PASSAGE PROVIDED –
● ● ●

U.S. Supreme Court Erases Bar to Funding Political Attack Ads

by Gary Beaver

If you think you have seen dirty political campaigns in the past, I opine that “you ain’t seen nothing yet.” On January 21, 2010, in the case of Citizens United v. Federal Election Commission (FEC), the U.S. Supreme Court changed the rules that restricted corporations (profit and non-profit) and unions from funding political ads. The change is likely to result in more money being spent on political advertising, which, in turn, is likely to result in more negative advertising.

Under § 203 of the Bipartisan Campaign Reform Act of 2002 (2 U.S.C. § 441b), corporations and unions were barred from using their general treasury funds to pay for an “electioneering communication” or speech that expressly advocates the election or defeat of a candidate, through any form of media. “Electioneering communications” included any broadcast that referred to a clearly identified candidate for federal office and was made within 30 days of a primary or 60 days of a general election. They could provide funds indirectly through political action groups (“PACs”) but funds into PACs had to come from donations from stockholders or employees of the corporation or members of the union.

The case involved efforts in the 2008 presidential campaign by Citizens United (a conservative non-profit) to distribute a movie entitled “Hillary: The Movie” more widely by offering it through a free video-on-demand channel called “Elections “08.” The 90-minute movie painted an unflattering picture of Hillary Clinton. Citizens United feared running afoul of 2 U.S.C. § 441b and sought declaratory and injunctive relief arguing that the law was unconstitutional as applied to the movie and ads promoting the movie. The District Court denied Citizens United relief and, instead, granted summary judgment to the FEC. The Supreme Court agreed that the movie and ads were “electioneering communications” but applied the First Amendment to invalidate 2 U.S.C. § 441b and hold that corporations and unions are free to spend as much as they want on such speech. Importantly, corporations and unions remain required to identify themselves as the sources of funding the advertisements and to include disclaimers in the ad, and remain barred from making direct contributions to the candidates. In making its holding, the Court overruled Austin v. Michigan Chamber of Commerce, 494 U.S. 652 (1990), that political speech may be banned based on the speaker’s corporate identity.

● ● ●

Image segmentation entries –
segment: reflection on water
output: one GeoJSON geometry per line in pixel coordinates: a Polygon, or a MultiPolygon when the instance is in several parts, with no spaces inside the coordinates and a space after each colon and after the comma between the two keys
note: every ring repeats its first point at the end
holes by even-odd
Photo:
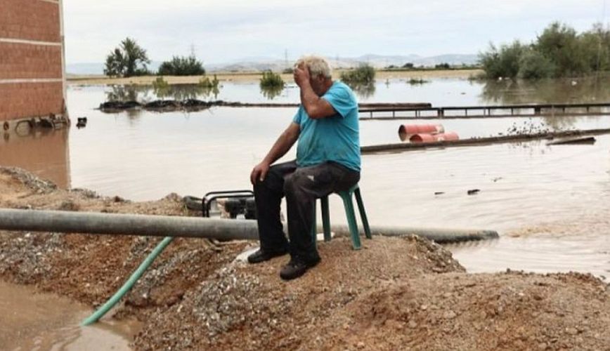
{"type": "Polygon", "coordinates": [[[370,82],[365,84],[351,83],[349,87],[353,90],[356,95],[361,99],[368,99],[375,95],[375,84],[370,82]]]}
{"type": "Polygon", "coordinates": [[[68,131],[18,128],[0,140],[0,165],[27,169],[60,187],[70,186],[68,131]]]}
{"type": "Polygon", "coordinates": [[[79,323],[91,311],[83,305],[0,282],[0,348],[2,350],[130,350],[139,329],[134,322],[79,323]]]}
{"type": "MultiPolygon", "coordinates": [[[[609,76],[530,81],[481,81],[452,78],[434,79],[427,83],[409,84],[407,79],[393,79],[351,87],[362,102],[429,102],[433,106],[469,106],[610,101],[609,76]]],[[[242,102],[299,101],[298,87],[292,84],[277,90],[261,89],[256,82],[226,82],[221,89],[200,84],[174,84],[156,91],[152,86],[110,86],[103,88],[106,97],[97,101],[95,106],[104,101],[145,102],[167,98],[242,102]]]]}
{"type": "Polygon", "coordinates": [[[105,101],[138,101],[148,102],[157,99],[216,100],[220,93],[218,86],[200,84],[173,84],[167,86],[113,85],[106,90],[105,101]]]}
{"type": "MultiPolygon", "coordinates": [[[[547,84],[504,86],[452,79],[410,86],[394,79],[376,84],[374,93],[361,100],[437,106],[560,102],[559,96],[554,101],[540,98],[552,95],[538,91],[547,84]],[[495,98],[490,95],[494,89],[495,98]],[[521,100],[507,100],[512,95],[521,100]]],[[[579,79],[575,86],[565,86],[558,81],[557,87],[548,88],[557,94],[571,89],[576,102],[589,101],[591,96],[610,100],[610,92],[596,88],[599,85],[579,79]]],[[[252,167],[295,112],[222,107],[193,113],[141,111],[134,119],[129,112],[105,114],[93,110],[111,90],[69,88],[71,116],[87,116],[89,122],[85,128],[70,131],[68,171],[72,187],[134,200],[159,199],[172,192],[200,197],[213,190],[249,187],[252,167]]],[[[138,93],[155,96],[150,87],[138,93]]],[[[219,98],[268,101],[257,83],[226,83],[219,98]]],[[[289,86],[273,99],[297,102],[299,90],[289,86]]],[[[403,122],[363,121],[362,145],[396,143],[398,126],[403,122]]],[[[524,123],[559,130],[610,128],[610,119],[604,116],[442,121],[446,131],[462,138],[495,135],[524,123]]],[[[498,230],[502,239],[497,241],[454,248],[470,270],[572,267],[602,274],[610,270],[610,225],[605,219],[610,218],[610,136],[597,138],[592,145],[549,146],[541,140],[365,155],[361,185],[367,212],[373,225],[498,230]],[[481,192],[468,195],[470,189],[481,192]],[[437,192],[443,194],[435,195],[437,192]],[[523,231],[532,234],[514,234],[523,231]]],[[[294,157],[291,150],[283,159],[294,157]]],[[[330,202],[333,213],[342,213],[337,197],[330,202]]],[[[345,221],[342,216],[332,218],[345,221]]]]}
{"type": "Polygon", "coordinates": [[[261,86],[261,93],[267,100],[273,100],[284,91],[284,86],[261,86]]]}
{"type": "Polygon", "coordinates": [[[610,100],[610,77],[538,81],[488,81],[483,100],[491,104],[602,102],[610,100]]]}

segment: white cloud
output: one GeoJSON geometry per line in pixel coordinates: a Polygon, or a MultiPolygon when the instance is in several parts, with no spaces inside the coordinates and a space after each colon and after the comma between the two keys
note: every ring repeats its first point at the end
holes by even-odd
{"type": "MultiPolygon", "coordinates": [[[[554,20],[577,30],[608,20],[604,0],[65,0],[69,62],[102,62],[126,37],[156,60],[191,44],[205,62],[316,52],[474,53],[531,40],[554,20]]],[[[610,8],[608,9],[610,11],[610,8]]]]}

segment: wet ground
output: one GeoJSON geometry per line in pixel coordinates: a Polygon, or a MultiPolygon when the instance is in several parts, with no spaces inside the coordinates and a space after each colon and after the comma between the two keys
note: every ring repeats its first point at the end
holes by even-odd
{"type": "MultiPolygon", "coordinates": [[[[496,86],[463,79],[421,86],[388,83],[379,82],[361,100],[466,105],[610,100],[602,88],[607,85],[586,81],[576,86],[569,81],[496,86]]],[[[155,98],[150,90],[143,91],[138,98],[155,98]]],[[[200,197],[212,190],[249,187],[250,169],[294,113],[290,108],[219,107],[191,114],[94,110],[109,93],[115,93],[112,88],[70,87],[71,117],[86,116],[87,126],[73,126],[67,133],[12,135],[0,140],[0,164],[23,167],[62,186],[134,200],[160,199],[172,192],[200,197]]],[[[295,102],[297,95],[297,89],[289,88],[272,102],[295,102]]],[[[215,98],[268,101],[254,84],[226,84],[215,98]]],[[[362,145],[399,142],[401,123],[363,121],[362,145]]],[[[465,138],[506,133],[516,125],[609,128],[610,117],[442,123],[446,131],[465,138]]],[[[285,159],[294,155],[293,151],[285,159]]],[[[597,137],[592,145],[547,146],[538,141],[365,155],[363,161],[361,186],[372,223],[500,232],[500,240],[450,247],[469,272],[511,268],[610,275],[609,135],[597,137]],[[480,192],[468,195],[472,189],[480,192]]],[[[333,222],[345,222],[341,204],[333,197],[331,211],[333,222]]],[[[72,332],[65,339],[72,340],[72,332]]]]}
{"type": "Polygon", "coordinates": [[[0,345],[6,350],[130,350],[138,323],[103,322],[79,327],[87,306],[0,282],[0,345]]]}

● ● ●

REQUIREMENT A – According to the Citizens United article, on what date did the U.S. Supreme Court decide the case?
REQUIREMENT B – Carry the Citizens United article forward from its final sentence.
This material has no connection to the Citizens United article.

EXERCISE ANSWER A – January 21, 2010.

EXERCISE ANSWER B –
The internet was immediately filled with the howls of many, mostly from the left and the public interest advocates, who fear that corporations will greatly outspend the unions and, thereby, influence voters to choose candidates who are business-friendly and not necessarily worker- and consumer-friendly. For example: Ralph Nader called for a constitutional amendment to prevent corporate campaign contributions (note: he also called for a similar restriction on union funds); Senator Leahy (D-Vt. and chair of the Senate Judiciary Committee) blasted the decision in a press release calling the decision a victory for Wall Street at the expense of Main Street; and, President Obama criticized the decision and announced that his administration would work with Congress to pass legislation to vitiate the holding. In contrast, conservative groups praised the decision (e.g., U.S. Chamber of Commerce, Cato Institute). Not surprisingly, the U.S. Supreme Court followed that same pattern in its 5-4 vote in the case with the more conservative judges in the majority. Justice Stevens was especially incensed by the decision and wrote a 90-page dissent.

Another criticism of the decision seen frequently on the internet is that foreign corporations, individuals, and governments can own corporations in the U.S. and use them as vehicles to influence American politics and government.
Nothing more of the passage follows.